EXERCISE.
Below are some records; output all of them exactly.

== DATASET CONTENT ==

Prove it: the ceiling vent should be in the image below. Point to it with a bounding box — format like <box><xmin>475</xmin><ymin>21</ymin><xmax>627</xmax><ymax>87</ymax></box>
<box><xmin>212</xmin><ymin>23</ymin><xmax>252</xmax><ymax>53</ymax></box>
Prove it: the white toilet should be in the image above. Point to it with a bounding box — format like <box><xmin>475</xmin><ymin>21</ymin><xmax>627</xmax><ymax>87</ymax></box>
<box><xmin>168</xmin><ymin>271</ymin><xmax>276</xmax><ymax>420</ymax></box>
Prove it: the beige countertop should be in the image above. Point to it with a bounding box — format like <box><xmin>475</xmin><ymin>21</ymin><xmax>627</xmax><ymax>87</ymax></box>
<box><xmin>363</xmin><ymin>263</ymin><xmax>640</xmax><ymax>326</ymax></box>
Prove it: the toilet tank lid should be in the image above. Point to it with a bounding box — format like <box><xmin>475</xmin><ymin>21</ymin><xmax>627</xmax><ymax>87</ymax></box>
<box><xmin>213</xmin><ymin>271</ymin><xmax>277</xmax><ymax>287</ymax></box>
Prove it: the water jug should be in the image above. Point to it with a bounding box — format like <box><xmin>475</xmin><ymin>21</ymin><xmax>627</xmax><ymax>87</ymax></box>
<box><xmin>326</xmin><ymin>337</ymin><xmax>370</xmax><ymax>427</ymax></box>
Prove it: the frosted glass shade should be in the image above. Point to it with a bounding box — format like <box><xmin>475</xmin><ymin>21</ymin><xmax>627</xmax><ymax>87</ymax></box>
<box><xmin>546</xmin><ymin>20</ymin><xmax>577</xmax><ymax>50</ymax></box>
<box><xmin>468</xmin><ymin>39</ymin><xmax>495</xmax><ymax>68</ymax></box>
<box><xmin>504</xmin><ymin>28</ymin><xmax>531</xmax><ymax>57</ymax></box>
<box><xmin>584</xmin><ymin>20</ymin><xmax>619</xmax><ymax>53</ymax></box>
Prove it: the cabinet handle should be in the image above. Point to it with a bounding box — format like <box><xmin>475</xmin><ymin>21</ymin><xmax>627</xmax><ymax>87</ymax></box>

===

OUTPUT FOR THIS TASK.
Prove it: the ceiling vent should be in the image below. Point to it with a bounding box — format like <box><xmin>475</xmin><ymin>21</ymin><xmax>627</xmax><ymax>87</ymax></box>
<box><xmin>212</xmin><ymin>23</ymin><xmax>252</xmax><ymax>53</ymax></box>
Prove it: the white toilet should be in the image above. Point to it with a bounding box — format like <box><xmin>475</xmin><ymin>21</ymin><xmax>627</xmax><ymax>87</ymax></box>
<box><xmin>168</xmin><ymin>271</ymin><xmax>276</xmax><ymax>420</ymax></box>
Prove it: the beige countertop should be in the image above. Point to it with a bounding box — format like <box><xmin>475</xmin><ymin>21</ymin><xmax>627</xmax><ymax>87</ymax></box>
<box><xmin>363</xmin><ymin>263</ymin><xmax>640</xmax><ymax>326</ymax></box>
Prove it: the toilet tank lid should be in the image above. Point to it with a bounding box — format like <box><xmin>475</xmin><ymin>21</ymin><xmax>627</xmax><ymax>87</ymax></box>
<box><xmin>213</xmin><ymin>271</ymin><xmax>277</xmax><ymax>287</ymax></box>
Prove it: the water jug should be in the image above. Point to it with a bounding box — format like <box><xmin>475</xmin><ymin>21</ymin><xmax>627</xmax><ymax>87</ymax></box>
<box><xmin>326</xmin><ymin>337</ymin><xmax>370</xmax><ymax>427</ymax></box>
Prove it: the frosted glass shade should be in the image above. Point to it with a bounding box — format like <box><xmin>475</xmin><ymin>21</ymin><xmax>627</xmax><ymax>87</ymax></box>
<box><xmin>546</xmin><ymin>20</ymin><xmax>577</xmax><ymax>50</ymax></box>
<box><xmin>468</xmin><ymin>39</ymin><xmax>495</xmax><ymax>68</ymax></box>
<box><xmin>504</xmin><ymin>28</ymin><xmax>531</xmax><ymax>57</ymax></box>
<box><xmin>584</xmin><ymin>20</ymin><xmax>619</xmax><ymax>53</ymax></box>
Prove it: the cabinet handle should be in the image above. Point to it with a bounding box — format like <box><xmin>475</xmin><ymin>21</ymin><xmax>627</xmax><ymax>87</ymax></box>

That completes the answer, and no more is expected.